◆ Set task:
Reproduce verbatim the stretch of the records below from the line containing "Surveillance alert — the operator flagged the shrub" through the end of the records, both ends included.

-- Begin --

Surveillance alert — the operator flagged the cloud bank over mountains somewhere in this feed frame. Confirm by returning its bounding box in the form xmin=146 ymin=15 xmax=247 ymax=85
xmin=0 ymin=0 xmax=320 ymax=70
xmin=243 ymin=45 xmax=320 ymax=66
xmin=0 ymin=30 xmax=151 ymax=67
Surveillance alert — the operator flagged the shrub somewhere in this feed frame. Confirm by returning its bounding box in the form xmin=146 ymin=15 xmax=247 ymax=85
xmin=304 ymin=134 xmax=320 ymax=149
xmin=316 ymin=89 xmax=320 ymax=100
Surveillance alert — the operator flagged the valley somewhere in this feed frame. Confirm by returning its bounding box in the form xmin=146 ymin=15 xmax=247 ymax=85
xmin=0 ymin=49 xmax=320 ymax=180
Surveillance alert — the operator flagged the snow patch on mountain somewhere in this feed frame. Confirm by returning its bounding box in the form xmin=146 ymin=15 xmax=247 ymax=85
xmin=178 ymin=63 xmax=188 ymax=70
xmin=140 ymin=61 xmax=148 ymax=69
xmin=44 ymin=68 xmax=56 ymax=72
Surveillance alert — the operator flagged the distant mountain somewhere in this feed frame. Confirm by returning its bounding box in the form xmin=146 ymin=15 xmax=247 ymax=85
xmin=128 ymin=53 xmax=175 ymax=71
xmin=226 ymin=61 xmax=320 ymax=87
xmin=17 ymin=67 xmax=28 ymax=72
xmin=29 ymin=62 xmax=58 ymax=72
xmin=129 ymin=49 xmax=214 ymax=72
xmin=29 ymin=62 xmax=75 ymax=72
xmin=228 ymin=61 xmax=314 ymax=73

-- End --

◆ Solution:
Surveillance alert — the operator flagged the shrub somewhere in this feed frame. Confirm by returning its bounding box in the form xmin=146 ymin=15 xmax=247 ymax=85
xmin=304 ymin=134 xmax=320 ymax=149
xmin=316 ymin=89 xmax=320 ymax=100
Surveillance alert — the operator flagged the valley somewhere in this feed frame. Confirm by returning its bounding box in the form xmin=146 ymin=15 xmax=247 ymax=85
xmin=0 ymin=49 xmax=320 ymax=180
Surveillance alert — the operator flagged the snow patch on mountain somewhere in this feed frame. Confirm by returning its bounding box in the form xmin=146 ymin=15 xmax=247 ymax=85
xmin=178 ymin=63 xmax=188 ymax=70
xmin=140 ymin=61 xmax=148 ymax=69
xmin=44 ymin=68 xmax=56 ymax=72
Surveillance alert — the operator flagged the distant mountain somewhere in this feed frame. Confirm by returning its bounding box in the form xmin=146 ymin=15 xmax=247 ymax=85
xmin=128 ymin=53 xmax=175 ymax=71
xmin=226 ymin=61 xmax=320 ymax=87
xmin=17 ymin=67 xmax=28 ymax=72
xmin=29 ymin=62 xmax=58 ymax=72
xmin=129 ymin=49 xmax=214 ymax=72
xmin=29 ymin=62 xmax=75 ymax=72
xmin=228 ymin=61 xmax=314 ymax=73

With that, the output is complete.